(SELECTED TEXT begins)

Do this on *nix computer with internet connection. Make sure you have permission to write.
$ easy_install MACS2
or if you have [SetUpVirtualEnv|VirtualEnv] set up:
$ pip install MACS2
To update old installation:
$ pip install -U MACS2
Here is a tutorial to process ChIP-seq data to generate signal tracks:
$ macs2 callpeak -t H3K36me1_EE_rep1.bam -c Input_EE_rep1.bam -B --nomodel --extsize 147 --SPMR -g ce -n H3K36me1_EE_rep1
* --nomodel and --extsize 147 tell MACS2 use 147bp as fragment size to pileup sequencing reads. * -g ce lets MACS2 consider C elegans genome as background. Set it as 'dm' for fly or 'hs' for human * -B --SPMR ask MACS2 to generate pileup signal file of 'fragment pileup per million reads' in bedGraph format.

(SELECTED TEXT ends)
(MATERIAL SHOWN begins)

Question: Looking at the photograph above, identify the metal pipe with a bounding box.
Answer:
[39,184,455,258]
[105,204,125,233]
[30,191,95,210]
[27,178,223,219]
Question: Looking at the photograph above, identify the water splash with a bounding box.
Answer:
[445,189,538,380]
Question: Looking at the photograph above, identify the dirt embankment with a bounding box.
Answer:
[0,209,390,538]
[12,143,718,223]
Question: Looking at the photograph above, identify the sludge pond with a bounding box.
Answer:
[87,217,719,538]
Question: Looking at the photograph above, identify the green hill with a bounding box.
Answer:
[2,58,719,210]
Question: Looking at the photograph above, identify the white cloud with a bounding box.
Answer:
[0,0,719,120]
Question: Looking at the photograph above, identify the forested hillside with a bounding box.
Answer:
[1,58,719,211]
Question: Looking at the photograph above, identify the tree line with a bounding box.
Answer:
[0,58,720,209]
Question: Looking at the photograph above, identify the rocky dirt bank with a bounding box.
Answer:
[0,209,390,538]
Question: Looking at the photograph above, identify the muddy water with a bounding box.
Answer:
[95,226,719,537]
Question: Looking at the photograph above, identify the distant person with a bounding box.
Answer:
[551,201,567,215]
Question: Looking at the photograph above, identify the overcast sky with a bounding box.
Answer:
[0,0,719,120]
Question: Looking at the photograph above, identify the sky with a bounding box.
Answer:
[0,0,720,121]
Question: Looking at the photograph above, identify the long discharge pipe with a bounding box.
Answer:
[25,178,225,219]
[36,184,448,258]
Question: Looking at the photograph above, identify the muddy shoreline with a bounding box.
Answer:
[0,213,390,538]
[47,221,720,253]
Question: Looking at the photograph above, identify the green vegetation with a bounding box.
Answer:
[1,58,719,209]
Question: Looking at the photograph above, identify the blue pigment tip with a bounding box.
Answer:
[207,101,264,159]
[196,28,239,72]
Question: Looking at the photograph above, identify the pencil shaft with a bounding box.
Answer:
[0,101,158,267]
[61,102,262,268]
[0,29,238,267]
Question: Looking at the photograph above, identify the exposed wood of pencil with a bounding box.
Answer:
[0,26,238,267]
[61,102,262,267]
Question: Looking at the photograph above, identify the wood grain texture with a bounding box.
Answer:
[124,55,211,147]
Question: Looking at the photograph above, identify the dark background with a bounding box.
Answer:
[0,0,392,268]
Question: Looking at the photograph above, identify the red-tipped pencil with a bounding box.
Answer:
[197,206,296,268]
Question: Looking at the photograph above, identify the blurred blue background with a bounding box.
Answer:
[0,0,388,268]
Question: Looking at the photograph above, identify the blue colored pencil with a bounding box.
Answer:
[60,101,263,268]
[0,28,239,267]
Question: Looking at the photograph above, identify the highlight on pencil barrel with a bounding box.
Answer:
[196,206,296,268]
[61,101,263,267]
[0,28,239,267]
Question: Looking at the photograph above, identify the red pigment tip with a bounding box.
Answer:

(MATERIAL SHOWN ends)

TASKS AND EXERCISES:
(1) In the MACS2 installation and tutorial text, what should the -g option be set to for a human genome?
(2) Continue the MACS2 installation and tutorial text, starting right after its final sentence.

ACTIVITY ANSWERS:
(1) 'hs'

(2)
Then you will have these two bedGraph files in the same directory:
$ macs2 bdgcmp -t H3K36me1_EE_rep1_treat_pileup.bdg -c H3K36me1_EE_rep1_control_lambda.bdg -o H3K36me1_EE_rep1_FE.bdg -m FE
$ macs2 bdgcmp -t H3K36me1_EE_rep1_treat_pileup.bdg -c H3K36me1_EE_rep1_control_lambda.bdg -o H3K36me1_EE_rep1_logLR.bdg -m logLR -p 0.00001
* -m FE means to calculate fold enrichment. Other options can be logLR for log likelihood, subtract for subtracting noise from treatment sample. * -p sets pseudocount. This number will be added to 'pileup per million reads' value. You don't need it while generating fold enrichment track because control lambda will always >0. But in order to avoid log(0) while calculating log likelihood, we'd add pseudocount. Because I set precision as 5 decimals, here I use 0.00001.
Then you will have this bedGraph file for fold-enrichment and logLR.
You need UCSC tools from (if linux):
Since sometimes, chromosome names in alignment and bedGraph files are not consistent with UCSC naming convention, you may need to fix the chromosomenames using awk or perl.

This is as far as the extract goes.